═════ Extract to read

Douglas: That’s an excellent question. The decision is based purely on what are we going to see. That’s where I start, what is the lighting? I have a conversation with the director of photography and I find out what is the dynamic. Obviously, I know from the script whether it’s an interior or exterior, or if we’re exterior but we’re going to be on a stage, if it’s day or night. These variables all play into my decision as to whether or not I should rely on my theatrical experience and ability to paint 2D to appear 3D, or go ahead and make small prosthetics and put them where I need to put them and use actual prosthetics in lieu of paint.
That has everything to do with lighting, locations, logistics, and because most of his [Loki’s] wounds appear on his arm and some on his face in the Void, it’s all very moody and very dark. And again, the theatrical quality of the paint is not going to be altered by the changing light, it’s just going to react the same way the rest of the face is going to react. It’s purple light, it’s going to make everything have a purple hue. There was no accounting for any correction that didn’t need to be done. There wasn’t anything wrong with that. It’s real.
Nerds and Beyond: So, you did make up for not only Tom on Loki, but you helped plan out the looks for everybody?
Douglas: Yes, what I do is I surround myself with strong talent. It’s all about team. I designed Wunmi Mosaku, Gugu Mbatha-Raw, Sophia DiMartino, and Tom [Hiddleston]. Regarding the rest of it, Neil Ellis, both Dennis Liddiard and I, added to the elements of his scars and wounds, which you would only see in close-ups.

══════════
═════ Data listing

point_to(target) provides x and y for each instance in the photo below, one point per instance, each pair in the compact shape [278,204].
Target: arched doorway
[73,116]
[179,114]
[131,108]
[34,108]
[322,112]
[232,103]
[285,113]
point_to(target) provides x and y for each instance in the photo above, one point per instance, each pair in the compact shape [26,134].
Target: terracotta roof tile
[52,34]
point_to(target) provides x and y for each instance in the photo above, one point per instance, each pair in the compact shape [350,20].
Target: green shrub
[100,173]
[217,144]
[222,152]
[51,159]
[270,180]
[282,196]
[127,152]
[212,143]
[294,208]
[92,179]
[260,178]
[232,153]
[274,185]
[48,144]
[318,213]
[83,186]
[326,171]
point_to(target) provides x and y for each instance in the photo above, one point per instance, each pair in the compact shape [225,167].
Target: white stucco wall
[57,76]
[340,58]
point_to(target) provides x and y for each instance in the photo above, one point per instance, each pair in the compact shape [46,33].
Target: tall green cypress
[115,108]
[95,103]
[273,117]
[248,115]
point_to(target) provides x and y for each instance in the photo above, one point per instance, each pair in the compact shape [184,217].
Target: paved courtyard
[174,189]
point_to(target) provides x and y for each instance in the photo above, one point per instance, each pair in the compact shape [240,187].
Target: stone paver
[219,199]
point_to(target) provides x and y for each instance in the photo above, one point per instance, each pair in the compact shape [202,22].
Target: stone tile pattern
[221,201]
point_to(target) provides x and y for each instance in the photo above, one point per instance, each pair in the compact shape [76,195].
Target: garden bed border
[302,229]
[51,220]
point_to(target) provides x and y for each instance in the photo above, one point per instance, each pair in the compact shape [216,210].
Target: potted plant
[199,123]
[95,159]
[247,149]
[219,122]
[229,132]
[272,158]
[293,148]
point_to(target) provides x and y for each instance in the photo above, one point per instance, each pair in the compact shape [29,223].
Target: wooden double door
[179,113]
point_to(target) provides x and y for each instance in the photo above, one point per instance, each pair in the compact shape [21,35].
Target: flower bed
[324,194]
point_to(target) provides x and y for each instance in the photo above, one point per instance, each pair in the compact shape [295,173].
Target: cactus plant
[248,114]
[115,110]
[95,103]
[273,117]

══════════

Exercise set:
A: Quote from the interview excerpt word for word, starting at "That has everything" and ending at "that. It’s real.".
B: Print only the lines of the records starting at the line containing "compact shape [184,217]." and ending at the last line of the records, both included, reproducing each one verbatim.

Results for the exercise:
A:
That has everything to do with lighting, locations, logistics, and because most of his [Loki’s] wounds appear on his arm and some on his face in the Void, it’s all very moody and very dark. And again, the theatrical quality of the paint is not going to be altered by the changing light, it’s just going to react the same way the rest of the face is going to react. It’s purple light, it’s going to make everything have a purple hue. There was no accounting for any correction that didn’t need to be done. There wasn’t anything wrong with that. It’s real.

B:
point_to(target) provides x and y for each instance in the photo above, one point per instance, each pair in the compact shape [184,217].
Target: paved courtyard
[174,189]
point_to(target) provides x and y for each instance in the photo above, one point per instance, each pair in the compact shape [240,187].
Target: stone paver
[219,199]
point_to(target) provides x and y for each instance in the photo above, one point per instance, each pair in the compact shape [202,22].
Target: stone tile pattern
[221,201]
point_to(target) provides x and y for each instance in the photo above, one point per instance, each pair in the compact shape [76,195].
Target: garden bed border
[302,229]
[51,220]
point_to(target) provides x and y for each instance in the photo above, one point per instance, each pair in the compact shape [216,210].
Target: potted plant
[199,123]
[95,159]
[247,149]
[219,122]
[229,132]
[272,158]
[293,148]
point_to(target) provides x and y for each instance in the photo above, one point per instance, each pair in the compact shape [29,223].
Target: wooden double door
[179,113]
point_to(target) provides x and y for each instance in the photo above, one point per instance, each pair in the compact shape [21,35].
Target: flower bed
[324,194]
point_to(target) provides x and y for each instance in the photo above, one point per instance, each pair in the compact shape [295,173].
Target: cactus plant
[248,114]
[115,110]
[95,103]
[273,117]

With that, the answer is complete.